* _ページ抜粋_
___
説明

立軸ポンプおよびポンプ機場

【課題】水位が低下しても気水混合運転になりにくく、大きな振動の発生しない立軸ポンプおよびポンプ機場を提供すること。
【解決手段】縦方向に配置される回転軸21により回転し、水槽1内の水を吸い込む羽根車20と、羽根車の上流側に配置され、羽根車に向けて水を流す流路90を形成する吸込管31と、吸込管の外側に配置され、吸込管に流入する水が流れる流路を形成する外ケーシング60と、吸込管の内側に配置される内筒であって、吸込管の流路を、内筒の内側92と、内筒の外側94とに区分する内筒とを備える立軸ポンプ。また、複数台の、上述の立軸ポンプと、複数台の立軸ポンプを設置する水槽1とを備え、複数台の立軸ポンプは、羽根車が異なる高さに配置される、少なくとも2台の立軸ポンプを含むポンプ機場。

【発明の詳細な説明】
【技術分野】
【0001】
本発明は、立軸ポンプおよびポンプ機場に関し、特に、先行待機運転に適する立軸ポンプおよびポンプ機場に関する。
【背景技術】
【0002】
従来から図11に示すように、縦方向に配置された軸の先端に羽根車112を備え、羽根車112に水と共に空気を吸い込ませることにより、吸込水槽111の最低運転水位LWL以下でも運転を継続することを可能にした立軸ポンプ113があった。このポンプ113では、羽根車112より上流側の吸込管114に水位LWLからh≒v/2gだけ低い位置LLWLに貫通した吸気用の孔115を設け、該孔115に羽根車112の取り付け位置より上で開口する他端116aを有する空気管116を取り付けている。ここで、vはその部分の水の流速であり、gは重力加速度である。このことにより、最高水位HWLより低い最低運転水位LWL以下では、該孔115を経て流入する空気により徐々に排水量を低下させることによって、水位の低下による急激な揚水停止を回避し、また、羽根車112の取り付け位置より下の水位からの水位上昇においても、水位が前記最低運転水位LWLに至るまでは該孔115を経て流入する空気により排水量を低下させることによって、急激な揚水開始を回避している。このような立軸ポンプでは、水位が低下したときに吸込管14から吸込渦を巻き込むことによる振動を防止することができる。
【0003】
このようにして、例えば大都市の雨水排水用として、吸込水位に関係なく降雨情報等により予めポンプを始動しておき、低水位から水位が上昇するときは空運転から水量を徐々に増やしながら全量運転へ、また高水位から水位が低下するときは全量運転から水量を徐々に減らしながら空運転へと、スムーズに運転を移行できるようにしていた。このようなポンプは、ケーシング下端よりも低い水位LLLWLで始動される(例えば、特許文献1参照)。
【特許文献1】実公平5−33752号公報(第1図)
___
コレクションから抽出したデータ
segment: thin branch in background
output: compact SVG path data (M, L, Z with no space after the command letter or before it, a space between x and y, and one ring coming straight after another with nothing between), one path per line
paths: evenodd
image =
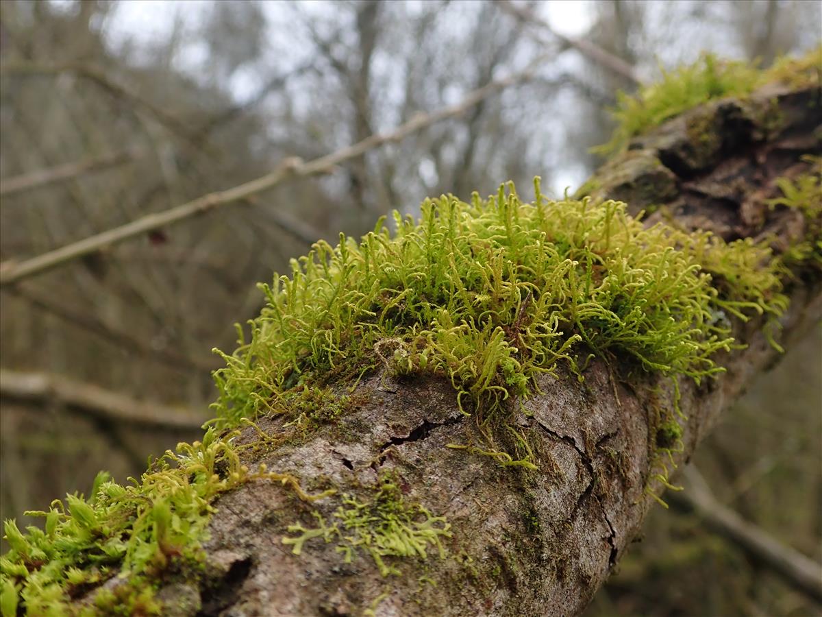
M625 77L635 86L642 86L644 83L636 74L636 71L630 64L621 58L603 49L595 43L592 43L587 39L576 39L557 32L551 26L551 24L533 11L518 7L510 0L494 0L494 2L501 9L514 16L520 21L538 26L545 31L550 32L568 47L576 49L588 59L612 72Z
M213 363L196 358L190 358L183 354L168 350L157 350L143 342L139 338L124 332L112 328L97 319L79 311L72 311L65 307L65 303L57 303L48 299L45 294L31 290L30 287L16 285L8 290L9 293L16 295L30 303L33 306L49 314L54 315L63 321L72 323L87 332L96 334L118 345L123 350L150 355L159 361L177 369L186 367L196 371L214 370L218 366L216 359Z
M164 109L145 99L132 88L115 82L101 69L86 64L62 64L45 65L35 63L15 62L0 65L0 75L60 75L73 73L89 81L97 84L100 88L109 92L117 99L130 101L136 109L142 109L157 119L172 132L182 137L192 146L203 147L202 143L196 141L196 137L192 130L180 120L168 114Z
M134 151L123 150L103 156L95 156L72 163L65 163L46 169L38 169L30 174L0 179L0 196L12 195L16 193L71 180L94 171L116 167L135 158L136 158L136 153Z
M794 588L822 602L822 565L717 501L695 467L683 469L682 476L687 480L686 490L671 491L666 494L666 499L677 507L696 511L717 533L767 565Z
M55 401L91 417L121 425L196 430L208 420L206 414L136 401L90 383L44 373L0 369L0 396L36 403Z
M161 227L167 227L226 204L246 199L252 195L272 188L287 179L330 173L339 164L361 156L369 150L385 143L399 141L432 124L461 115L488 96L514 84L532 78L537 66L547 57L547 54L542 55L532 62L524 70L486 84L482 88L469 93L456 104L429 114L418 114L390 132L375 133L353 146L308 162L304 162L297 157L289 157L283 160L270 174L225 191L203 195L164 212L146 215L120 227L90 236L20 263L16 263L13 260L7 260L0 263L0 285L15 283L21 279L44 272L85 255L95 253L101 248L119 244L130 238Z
___
* _作業指示_
**A)** 立軸ポンプの説明に出てくる、水位を表す記号をすべて挙げてください。
**B)** 立軸ポンプの説明を、最後の文の後から書き続けてください。
これらの行は使わなくてかまいません。

* _課題別の結果_
**A)** HWL、LWL、LLWL、LLLWL

**B)**
【発明の開示】
【発明が解決しようとする課題】
【0004】
しかし、上記の立軸ポンプでは、水位が最低運転水位LWLになって気水混合運転になると、羽根車の近傍には比重の大きく異なる水と空気が混合して流入することになるため負荷がアンバランスになり、立軸ポンプの振動が増加する傾向が見られる。特に水位が低下し、空気管が取り付けられた水位LLWL付近になると高振動が発生することがあった。
【0005】
そこで、本発明は、水位が低下しても気水混合運転になりにくく、大きな振動の発生しない立軸ポンプおよび立軸ポンプシステム並びに立軸ポンプ機場を提供することを目的とする。
【課題を解決するための手段】
【0006】
上記目的を達成するため、請求項1に記載の発明に係る立軸ポンプは、例えば図1に示すように、縦方向に配置される回転軸21により回転し、水槽1内の水を吸い込む羽根車20と;羽根車20の上流側に配置され、羽根車20に向けて水を流す流路90を形成する吸込管31と;吸込管31の外側に配置され、吸込管31に流入する水が流れる流路96を形成する外ケーシング60と;吸込管31の内側に配置される内筒50であって、吸込管31の流路90を、内筒50の内側92と、内筒50の外側94とに区分する内筒50とを備える。
【0007】
このように構成すると、水位が低下し、吸込管が水面から渦を形成しつつ空気を巻き込みながら水を吸い込もうとすると、水の流れは、外ケーシングにより形成された流路から吸込管に流れ込む成分と、外ケーシングの外側を回って吸込管に流れ込む成分とに分けられる。すると、2つの成分の流れが吸込管に流れ込む手前でぶつかり合い、渦が乱れ、渦が消滅しあるいは断続的になる。そのために、渦による振動が生じにくくなる。
さらに水位が低下し、吸込管に逆流が生じると、逆流は吸込管の内壁に沿って流れるので、吸込管と内筒との間の流路を流れて吸込管の外側に流れ出す。そこで、吸込管が水を吸い込むことにより生ずる渦を乱し、渦を消滅させ、あるいは断続的にする。そのために、渦による振動が生じにくくなる。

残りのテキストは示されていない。